=== Work required ===
Without omitting anything, return the records precisely as given.
/---
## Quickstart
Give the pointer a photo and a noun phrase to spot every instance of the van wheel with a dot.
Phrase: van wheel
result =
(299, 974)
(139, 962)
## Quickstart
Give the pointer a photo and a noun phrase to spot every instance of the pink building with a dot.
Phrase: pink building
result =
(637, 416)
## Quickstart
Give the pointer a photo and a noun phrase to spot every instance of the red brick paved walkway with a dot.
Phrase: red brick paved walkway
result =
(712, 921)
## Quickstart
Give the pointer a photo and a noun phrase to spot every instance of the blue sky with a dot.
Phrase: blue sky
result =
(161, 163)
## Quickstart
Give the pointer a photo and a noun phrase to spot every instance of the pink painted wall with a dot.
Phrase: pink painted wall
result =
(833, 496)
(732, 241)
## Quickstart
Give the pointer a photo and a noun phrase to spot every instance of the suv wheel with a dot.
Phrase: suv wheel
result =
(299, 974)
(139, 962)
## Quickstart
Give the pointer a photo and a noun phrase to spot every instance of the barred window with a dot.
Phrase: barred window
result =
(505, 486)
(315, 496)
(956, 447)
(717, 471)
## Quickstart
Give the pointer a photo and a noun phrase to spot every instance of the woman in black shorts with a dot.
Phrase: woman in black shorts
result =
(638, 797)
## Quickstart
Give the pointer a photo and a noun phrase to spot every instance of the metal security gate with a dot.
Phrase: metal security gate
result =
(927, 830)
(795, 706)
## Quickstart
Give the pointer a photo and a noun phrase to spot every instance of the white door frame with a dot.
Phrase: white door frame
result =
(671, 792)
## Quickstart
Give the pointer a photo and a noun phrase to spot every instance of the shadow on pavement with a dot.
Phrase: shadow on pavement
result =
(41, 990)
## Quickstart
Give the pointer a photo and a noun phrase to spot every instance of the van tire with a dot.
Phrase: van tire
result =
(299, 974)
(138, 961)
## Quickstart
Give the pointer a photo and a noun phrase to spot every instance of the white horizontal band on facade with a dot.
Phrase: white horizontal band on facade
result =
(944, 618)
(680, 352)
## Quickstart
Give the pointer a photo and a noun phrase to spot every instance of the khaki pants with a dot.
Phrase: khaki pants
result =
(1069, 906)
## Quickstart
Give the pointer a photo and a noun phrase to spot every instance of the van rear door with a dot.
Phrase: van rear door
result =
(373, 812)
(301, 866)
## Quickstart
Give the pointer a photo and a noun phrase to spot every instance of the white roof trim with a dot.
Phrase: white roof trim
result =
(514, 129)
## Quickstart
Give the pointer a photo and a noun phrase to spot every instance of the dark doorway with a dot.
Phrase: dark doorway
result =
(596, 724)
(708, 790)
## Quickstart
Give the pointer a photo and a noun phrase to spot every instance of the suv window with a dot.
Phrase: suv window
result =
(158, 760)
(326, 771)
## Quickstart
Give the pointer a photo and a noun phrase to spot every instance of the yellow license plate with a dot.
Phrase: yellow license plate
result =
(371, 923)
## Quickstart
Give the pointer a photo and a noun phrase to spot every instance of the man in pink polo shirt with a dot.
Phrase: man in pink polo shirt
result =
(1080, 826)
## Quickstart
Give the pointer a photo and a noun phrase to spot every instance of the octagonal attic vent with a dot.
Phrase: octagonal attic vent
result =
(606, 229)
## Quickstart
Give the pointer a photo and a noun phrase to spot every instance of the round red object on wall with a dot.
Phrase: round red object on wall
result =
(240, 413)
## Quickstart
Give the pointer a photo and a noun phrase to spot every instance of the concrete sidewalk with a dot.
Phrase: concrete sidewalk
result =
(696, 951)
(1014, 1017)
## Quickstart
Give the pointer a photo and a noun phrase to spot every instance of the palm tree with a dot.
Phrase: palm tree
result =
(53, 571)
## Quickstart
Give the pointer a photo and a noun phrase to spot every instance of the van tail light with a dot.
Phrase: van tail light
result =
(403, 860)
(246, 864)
\---
=== Output below ===
## Quickstart
Give the pointer a photo and a noun phrase to spot every instance of the van wheel with a dot.
Phrase: van wheel
result =
(299, 974)
(139, 962)
## Quickstart
Give the pointer a photo and a noun phrase to spot every instance of the pink building with a dot.
Phrase: pink building
result =
(637, 416)
## Quickstart
Give the pointer a photo and a noun phrase to spot every instance of the red brick paved walkway with a dot.
Phrase: red brick paved walkway
result =
(712, 921)
## Quickstart
Give the pointer a photo and a noun phrase to spot every instance of the blue sky with a dot.
Phrase: blue sky
result =
(161, 163)
## Quickstart
Give the pointer a photo and a noun phrase to spot every instance of the pink painted wall with a dot.
Phrase: pink painted wall
result =
(833, 496)
(732, 241)
## Quickstart
Give the pointer a photo and a noun phrase to spot every instance of the suv wheel with a dot.
Phrase: suv wheel
result =
(299, 974)
(139, 962)
## Quickstart
Give the pointer a photo and a noun phrase to spot every instance of the barred window with a dot.
Phrase: barred window
result =
(505, 486)
(315, 496)
(956, 447)
(717, 471)
## Quickstart
Give the pointer a photo and a noun phrase to spot every instance of the woman in black shorts with a dot.
Phrase: woman in black shorts
result =
(638, 797)
## Quickstart
Give the pointer a photo and a noun phrase to spot every instance of the metal security gate with a dot.
Phrase: metal security gate
result =
(927, 830)
(795, 706)
## Quickstart
Give the pointer a photo and a noun phrase to spot every instance of the white door frame with a dot.
Phrase: white door frame
result =
(671, 792)
## Quickstart
Give the pointer a photo and a noun phrase to spot every instance of the shadow on pavement with a dot.
Phrase: shadow on pavement
result =
(41, 990)
## Quickstart
Give the pointer a photo and a noun phrase to spot every instance of the van tire with a dot.
Phrase: van tire
result =
(299, 974)
(138, 961)
## Quickstart
Give the pointer a photo and a noun phrase to spot every instance of the white horizontal band on facade with a dot.
Phrase: white horizontal band on facade
result =
(944, 618)
(680, 352)
## Quickstart
Give the pointer a photo and a noun phrase to spot every instance of the khaki pants with a dot.
Phrase: khaki pants
result =
(1069, 906)
## Quickstart
Give the pointer a photo and a noun phrase to spot every instance of the van rear door with a dot.
Phrase: van rear door
result =
(373, 812)
(301, 866)
## Quickstart
Give the pointer a photo and a noun phrase to spot every instance of the white roof trim with a dot.
Phrase: white roof trim
result =
(514, 129)
## Quickstart
Give the pointer a photo and a noun phrase to spot every instance of the dark doorway with a dot.
Phrase: dark doorway
result =
(596, 724)
(708, 790)
## Quickstart
Give the pointer a photo and a noun phrase to spot every instance of the suv window with a dot.
Phrase: suv window
result =
(158, 760)
(326, 771)
## Quickstart
Give the pointer a photo and a noun phrase to spot every instance of the yellow license plate with a dot.
Phrase: yellow license plate
result =
(371, 923)
## Quickstart
Give the pointer a photo and a noun phrase to spot every instance of the man in pink polo shirt with a dot.
Phrase: man in pink polo shirt
result =
(1080, 826)
## Quickstart
Give the pointer a photo and a noun phrase to spot every instance of the octagonal attic vent with a dot.
Phrase: octagonal attic vent
result =
(606, 229)
## Quickstart
Give the pointer a photo and a noun phrase to spot every instance of the round red object on wall with a dot.
Phrase: round red object on wall
result =
(240, 413)
## Quickstart
Give the pointer a photo and a noun phrase to spot every instance of the concrete sidewalk with a dot.
Phrase: concrete sidewalk
result =
(696, 951)
(1014, 1017)
## Quickstart
Give the pointer a photo and a noun phrase to spot every instance of the palm tree with a dot.
Phrase: palm tree
result =
(53, 571)
## Quickstart
Give the pointer a photo and a noun phrase to spot every instance of the van tail light with a dot.
Phrase: van tail light
result =
(403, 860)
(246, 864)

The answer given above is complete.